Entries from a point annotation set
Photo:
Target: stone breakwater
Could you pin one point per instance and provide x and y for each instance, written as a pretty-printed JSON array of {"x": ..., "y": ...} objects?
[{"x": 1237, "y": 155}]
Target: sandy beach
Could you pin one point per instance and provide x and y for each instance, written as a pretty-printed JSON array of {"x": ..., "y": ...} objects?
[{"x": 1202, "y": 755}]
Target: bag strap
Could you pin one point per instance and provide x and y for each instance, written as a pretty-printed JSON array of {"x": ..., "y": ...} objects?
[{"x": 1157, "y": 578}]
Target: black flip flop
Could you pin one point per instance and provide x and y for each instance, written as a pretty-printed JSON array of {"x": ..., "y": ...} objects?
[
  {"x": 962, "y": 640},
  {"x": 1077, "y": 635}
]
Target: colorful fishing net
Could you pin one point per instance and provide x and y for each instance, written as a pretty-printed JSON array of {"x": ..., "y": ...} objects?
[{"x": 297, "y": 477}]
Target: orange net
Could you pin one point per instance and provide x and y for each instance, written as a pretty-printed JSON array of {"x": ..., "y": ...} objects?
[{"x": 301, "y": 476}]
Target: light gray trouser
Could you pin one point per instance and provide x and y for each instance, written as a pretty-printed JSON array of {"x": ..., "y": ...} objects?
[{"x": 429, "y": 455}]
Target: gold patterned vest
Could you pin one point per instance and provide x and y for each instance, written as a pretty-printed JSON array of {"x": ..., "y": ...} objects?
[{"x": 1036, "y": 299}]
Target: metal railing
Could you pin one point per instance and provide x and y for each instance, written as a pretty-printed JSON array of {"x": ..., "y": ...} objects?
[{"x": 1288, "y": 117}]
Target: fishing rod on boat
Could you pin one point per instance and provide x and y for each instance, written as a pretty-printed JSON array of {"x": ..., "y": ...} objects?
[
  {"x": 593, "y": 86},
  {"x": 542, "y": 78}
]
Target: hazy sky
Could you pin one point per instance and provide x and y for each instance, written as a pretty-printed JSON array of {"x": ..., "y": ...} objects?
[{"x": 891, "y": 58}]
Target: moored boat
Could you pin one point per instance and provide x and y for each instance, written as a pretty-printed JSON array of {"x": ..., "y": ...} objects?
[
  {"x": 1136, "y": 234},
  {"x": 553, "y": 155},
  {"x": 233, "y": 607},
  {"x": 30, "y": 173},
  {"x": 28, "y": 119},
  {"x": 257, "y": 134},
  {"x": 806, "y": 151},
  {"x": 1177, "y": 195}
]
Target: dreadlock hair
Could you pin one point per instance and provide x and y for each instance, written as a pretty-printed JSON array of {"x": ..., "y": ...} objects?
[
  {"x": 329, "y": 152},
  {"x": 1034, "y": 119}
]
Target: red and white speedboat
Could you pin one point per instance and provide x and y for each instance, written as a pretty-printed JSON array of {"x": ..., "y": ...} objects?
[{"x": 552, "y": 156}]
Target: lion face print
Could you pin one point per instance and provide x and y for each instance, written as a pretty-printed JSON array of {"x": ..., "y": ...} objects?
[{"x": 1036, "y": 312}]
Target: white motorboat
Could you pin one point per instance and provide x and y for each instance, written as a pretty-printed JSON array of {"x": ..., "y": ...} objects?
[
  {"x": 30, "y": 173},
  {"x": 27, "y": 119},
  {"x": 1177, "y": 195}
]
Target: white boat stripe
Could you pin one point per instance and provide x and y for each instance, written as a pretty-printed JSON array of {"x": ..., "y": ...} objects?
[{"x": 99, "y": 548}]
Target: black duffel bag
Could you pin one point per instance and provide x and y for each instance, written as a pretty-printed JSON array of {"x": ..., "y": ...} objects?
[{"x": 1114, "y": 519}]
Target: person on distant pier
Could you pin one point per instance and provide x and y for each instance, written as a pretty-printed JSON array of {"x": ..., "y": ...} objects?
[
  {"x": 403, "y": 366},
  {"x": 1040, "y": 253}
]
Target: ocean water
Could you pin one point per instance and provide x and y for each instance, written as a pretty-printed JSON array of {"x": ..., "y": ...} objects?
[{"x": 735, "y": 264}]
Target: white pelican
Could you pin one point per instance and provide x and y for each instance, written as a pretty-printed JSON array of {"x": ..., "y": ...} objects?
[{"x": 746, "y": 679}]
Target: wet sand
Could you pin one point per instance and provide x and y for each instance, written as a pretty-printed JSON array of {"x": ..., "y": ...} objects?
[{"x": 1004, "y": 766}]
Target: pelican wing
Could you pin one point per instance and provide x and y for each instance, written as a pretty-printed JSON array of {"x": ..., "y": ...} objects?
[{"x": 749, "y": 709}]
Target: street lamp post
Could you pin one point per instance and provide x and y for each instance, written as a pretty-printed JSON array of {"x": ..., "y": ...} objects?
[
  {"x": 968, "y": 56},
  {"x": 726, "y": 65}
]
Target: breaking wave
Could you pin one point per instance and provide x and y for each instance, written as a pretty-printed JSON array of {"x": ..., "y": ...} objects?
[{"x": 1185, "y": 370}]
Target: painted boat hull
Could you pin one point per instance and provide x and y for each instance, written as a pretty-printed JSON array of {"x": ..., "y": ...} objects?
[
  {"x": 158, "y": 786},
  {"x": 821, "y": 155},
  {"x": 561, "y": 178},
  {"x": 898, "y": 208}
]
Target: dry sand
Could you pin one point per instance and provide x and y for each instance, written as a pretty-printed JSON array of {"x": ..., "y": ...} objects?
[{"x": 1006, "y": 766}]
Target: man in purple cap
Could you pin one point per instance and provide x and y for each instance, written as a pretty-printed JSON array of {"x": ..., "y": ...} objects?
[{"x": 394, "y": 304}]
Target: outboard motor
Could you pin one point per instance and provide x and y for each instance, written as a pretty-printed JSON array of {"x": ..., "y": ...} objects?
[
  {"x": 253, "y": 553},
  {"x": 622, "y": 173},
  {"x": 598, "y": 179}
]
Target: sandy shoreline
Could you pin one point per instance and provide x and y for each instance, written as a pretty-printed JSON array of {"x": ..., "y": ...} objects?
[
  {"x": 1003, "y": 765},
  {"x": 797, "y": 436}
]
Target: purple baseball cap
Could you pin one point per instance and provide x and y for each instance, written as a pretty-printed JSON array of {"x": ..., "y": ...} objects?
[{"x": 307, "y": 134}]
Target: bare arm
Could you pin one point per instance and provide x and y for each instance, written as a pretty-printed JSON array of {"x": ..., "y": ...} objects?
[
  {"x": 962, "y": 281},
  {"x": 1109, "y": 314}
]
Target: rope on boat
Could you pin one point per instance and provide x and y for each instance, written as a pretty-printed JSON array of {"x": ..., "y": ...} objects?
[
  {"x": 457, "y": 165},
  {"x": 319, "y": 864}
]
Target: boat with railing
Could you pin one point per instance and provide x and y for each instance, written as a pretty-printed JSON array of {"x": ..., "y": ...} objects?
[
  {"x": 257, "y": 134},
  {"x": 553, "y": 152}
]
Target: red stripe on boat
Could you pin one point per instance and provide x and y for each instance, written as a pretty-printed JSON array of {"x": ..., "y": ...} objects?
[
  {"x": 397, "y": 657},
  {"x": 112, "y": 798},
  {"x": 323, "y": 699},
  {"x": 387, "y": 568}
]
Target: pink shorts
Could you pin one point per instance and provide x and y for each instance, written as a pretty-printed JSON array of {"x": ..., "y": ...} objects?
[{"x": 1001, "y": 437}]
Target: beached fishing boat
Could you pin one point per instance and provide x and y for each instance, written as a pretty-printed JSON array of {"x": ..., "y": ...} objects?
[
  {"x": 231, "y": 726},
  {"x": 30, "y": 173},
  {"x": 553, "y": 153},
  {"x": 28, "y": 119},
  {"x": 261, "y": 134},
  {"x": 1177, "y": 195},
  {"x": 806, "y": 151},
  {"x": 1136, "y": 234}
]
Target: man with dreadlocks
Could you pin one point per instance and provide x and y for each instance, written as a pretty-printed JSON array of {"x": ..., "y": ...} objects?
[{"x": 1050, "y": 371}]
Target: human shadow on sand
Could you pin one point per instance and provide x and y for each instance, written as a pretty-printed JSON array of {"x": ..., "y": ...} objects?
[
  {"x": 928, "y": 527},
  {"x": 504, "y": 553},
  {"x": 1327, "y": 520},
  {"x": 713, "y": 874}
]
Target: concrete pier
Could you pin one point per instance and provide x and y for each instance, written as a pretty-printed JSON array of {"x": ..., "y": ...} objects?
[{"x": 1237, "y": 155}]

Set problem >>
Send back exactly the lines from the line with "Target: rope on boat" through the end of the records.

Finished exercise >>
Target: rope on boat
Could you pin one point per instance and provide x and y for each instance, written as a pretty-printed JSON array of {"x": ..., "y": ...} objects?
[
  {"x": 457, "y": 165},
  {"x": 319, "y": 864}
]
Target: boat with railing
Could you pin one point per instance and provide x and y for each instance, written as a pretty-printed JSON array of {"x": ..., "y": ...} objects?
[
  {"x": 257, "y": 134},
  {"x": 553, "y": 152}
]
Target: red stripe on boat
Could you pin one point per instance and provide x and y for each instance, written as a pretty-printed JSON array of {"x": ..., "y": ...} objects?
[
  {"x": 397, "y": 657},
  {"x": 112, "y": 798},
  {"x": 323, "y": 699},
  {"x": 387, "y": 568}
]
Target: pink shorts
Could you pin one point per instance and provide x and y for each instance, written as a pretty-printed JSON array of {"x": ..., "y": ...} objects?
[{"x": 1001, "y": 437}]
Target: beached fishing boat
Could you pin one point per instance and provide x and y for each instance, written as a pretty-printed JSON array of {"x": ..., "y": ...} objects?
[
  {"x": 231, "y": 726},
  {"x": 30, "y": 173},
  {"x": 553, "y": 153},
  {"x": 28, "y": 119},
  {"x": 261, "y": 134},
  {"x": 1177, "y": 195},
  {"x": 806, "y": 151},
  {"x": 1136, "y": 234}
]
Target: man with dreadlocks
Could you pin one point per instance and provide x and y for each instance, written as a pretty-printed JSON array of {"x": ..., "y": ...} objects?
[{"x": 1050, "y": 371}]
Target: human shadow on sand
Could you pin one point per instance and provide x and y for each instance, written as a pretty-printed JSON array of {"x": ..., "y": ...} objects?
[
  {"x": 928, "y": 527},
  {"x": 504, "y": 553},
  {"x": 1327, "y": 520},
  {"x": 713, "y": 874}
]
Target: concrete pier
Could you pin one point per instance and provide x and y for each instance, written as a pretty-printed JSON array of {"x": ..., "y": ...} objects?
[{"x": 1237, "y": 155}]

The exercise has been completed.